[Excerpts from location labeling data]
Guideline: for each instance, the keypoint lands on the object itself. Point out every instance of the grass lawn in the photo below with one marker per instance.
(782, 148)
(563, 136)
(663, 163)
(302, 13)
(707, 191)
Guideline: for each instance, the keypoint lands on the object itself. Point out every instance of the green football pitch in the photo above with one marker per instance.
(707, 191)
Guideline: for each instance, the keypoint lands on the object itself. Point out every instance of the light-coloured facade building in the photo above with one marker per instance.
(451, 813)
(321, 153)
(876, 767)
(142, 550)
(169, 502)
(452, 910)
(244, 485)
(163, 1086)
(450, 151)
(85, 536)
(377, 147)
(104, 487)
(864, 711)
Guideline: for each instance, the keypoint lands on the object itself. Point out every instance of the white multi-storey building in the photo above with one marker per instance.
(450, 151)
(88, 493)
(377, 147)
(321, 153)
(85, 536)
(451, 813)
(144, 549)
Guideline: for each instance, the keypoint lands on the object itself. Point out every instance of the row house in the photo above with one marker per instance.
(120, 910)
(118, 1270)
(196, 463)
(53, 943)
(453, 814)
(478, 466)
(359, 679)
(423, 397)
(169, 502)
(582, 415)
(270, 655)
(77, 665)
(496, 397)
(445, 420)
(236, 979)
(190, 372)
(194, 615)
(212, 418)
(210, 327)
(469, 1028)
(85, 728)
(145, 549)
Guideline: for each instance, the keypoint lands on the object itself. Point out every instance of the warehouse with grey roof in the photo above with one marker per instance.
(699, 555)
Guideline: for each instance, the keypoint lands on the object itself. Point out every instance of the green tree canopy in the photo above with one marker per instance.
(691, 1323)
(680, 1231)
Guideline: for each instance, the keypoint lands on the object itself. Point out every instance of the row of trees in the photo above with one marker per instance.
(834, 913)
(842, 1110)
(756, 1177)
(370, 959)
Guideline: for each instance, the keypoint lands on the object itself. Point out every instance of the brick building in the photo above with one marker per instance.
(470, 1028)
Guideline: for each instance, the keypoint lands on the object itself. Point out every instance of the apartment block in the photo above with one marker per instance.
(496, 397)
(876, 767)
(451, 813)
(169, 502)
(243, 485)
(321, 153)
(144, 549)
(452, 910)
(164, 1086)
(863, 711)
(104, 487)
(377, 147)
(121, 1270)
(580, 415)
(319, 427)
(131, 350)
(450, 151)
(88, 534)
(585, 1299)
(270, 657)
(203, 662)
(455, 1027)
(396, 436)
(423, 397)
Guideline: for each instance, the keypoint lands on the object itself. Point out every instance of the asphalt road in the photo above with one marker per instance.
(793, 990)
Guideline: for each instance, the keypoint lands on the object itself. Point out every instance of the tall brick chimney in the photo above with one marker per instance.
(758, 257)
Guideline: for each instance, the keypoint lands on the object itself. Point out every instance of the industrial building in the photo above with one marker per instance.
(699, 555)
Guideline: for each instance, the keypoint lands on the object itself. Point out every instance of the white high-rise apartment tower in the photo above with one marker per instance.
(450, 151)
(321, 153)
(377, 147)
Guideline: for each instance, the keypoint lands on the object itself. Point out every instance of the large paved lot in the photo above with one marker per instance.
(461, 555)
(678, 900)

Set exercise
Rescale the records starting at the line that contains "the white multi-storey" and ending at the line that contains "(680, 1231)", writing out only those lines again, requests included. Multiply every coordinate in the answers by 0.8 and round it to a whole number, with halves rounded up.

Complete answer
Guideline: for each instance, the keypoint lands on the object itself. Point out every instance of the white multi-storey building in the photo above with one marker per instance.
(360, 121)
(70, 394)
(302, 118)
(257, 122)
(68, 429)
(361, 650)
(115, 439)
Guideline: for each instance, the keypoint lands on the object itself. Point out every instance of the row house in the photo above with one marker per instance.
(96, 728)
(94, 1016)
(157, 370)
(42, 754)
(362, 651)
(382, 373)
(287, 543)
(338, 318)
(135, 402)
(466, 332)
(216, 524)
(62, 532)
(397, 318)
(356, 336)
(189, 783)
(152, 298)
(155, 492)
(170, 334)
(168, 262)
(375, 822)
(68, 582)
(116, 439)
Guideline: for each instance, the keypoint lands on the object itself. Point out every instance of the warehouse with grey roof in the photo above with one marker per instance.
(559, 444)
Guideline: for each instance, the keypoint lands on the object itself. Point out every instance of the green tree canopy in the photo above with one marker per instance.
(553, 1058)
(544, 985)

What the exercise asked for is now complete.